### 本文:
# # #

2023-02-21 07:37:36 | Weblog
2023年2月21日 弁理士試験 代々木塾 特許法126条4項

(訂正審判)第百二十六条
4 願書に添付した明細書又は図面の訂正をする場合であつて、請求項ごとに第一項の規定による請求をしようとするときは、当該明細書又は図面の訂正に係る請求項の全て(前項後段の規定により一群の請求項ごとに第一項の規定による請求をする場合にあつては、当該明細書又は図面の訂正に係る請求項を含む一群の請求項の全て)について行わなければならない。

・126条4項(明細書又は図面の訂正と請求項との関係)(方式要件)

(1)126条4項は、平成23年改正において新たに設けられた規定である。
 126条4項は、請求項ごとに訂正審判を請求しようとする場合であって、明細書又は図面の訂正が複数の請求項に係る発明と関係する場合、当該関係する請求項の全てについて請求をしなければならない旨を規定している。
 明細書又は図面の訂正と関連する複数の請求項のうちの一部だけに訂正審判が請求され、その訂正が認められると、明細書の一覧性の欠如(明細書の束)が生じることになる。 
 そこで、特許権者が行う手続によって1つの特許権に複数の明細書又は図面が発生することを防止するために、明細書又は図面の訂正と関連する全ての請求項を請求の対象としなければならないこととした。

# # #

### 資料抜粋:

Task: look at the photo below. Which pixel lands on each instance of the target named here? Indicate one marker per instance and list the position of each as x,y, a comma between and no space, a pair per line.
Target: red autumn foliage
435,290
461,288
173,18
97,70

# # #

### 練習問題:
- A) 本文の「(訂正審判)第百二十六条」から「書の束)が生じることになる。」までを、一字も変えずに抜き出してください。
- B) 本文によると、126条4項はどの改正で新しく設けられた規定ですか。

### 各問の解答:
- A)
(訂正審判)第百二十六条
4 願書に添付した明細書又は図面の訂正をする場合であつて、請求項ごとに第一項の規定による請求をしようとするときは、当該明細書又は図面の訂正に係る請求項の全て(前項後段の規定により一群の請求項ごとに第一項の規定による請求をする場合にあつては、当該明細書又は図面の訂正に係る請求項を含む一群の請求項の全て)について行わなければならない。

・126条4項(明細書又は図面の訂正と請求項との関係)(方式要件)

(1)126条4項は、平成23年改正において新たに設けられた規定である。
 126条4項は、請求項ごとに訂正審判を請求しようとする場合であって、明細書又は図面の訂正が複数の請求項に係る発明と関係する場合、当該関係する請求項の全てについて請求をしなければならない旨を規定している。
 明細書又は図面の訂正と関連する複数の請求項のうちの一部だけに訂正審判が請求され、その訂正が認められると、明細書の一覧性の欠如(明細書の束)が生じることになる。

- B) 平成23年改正です。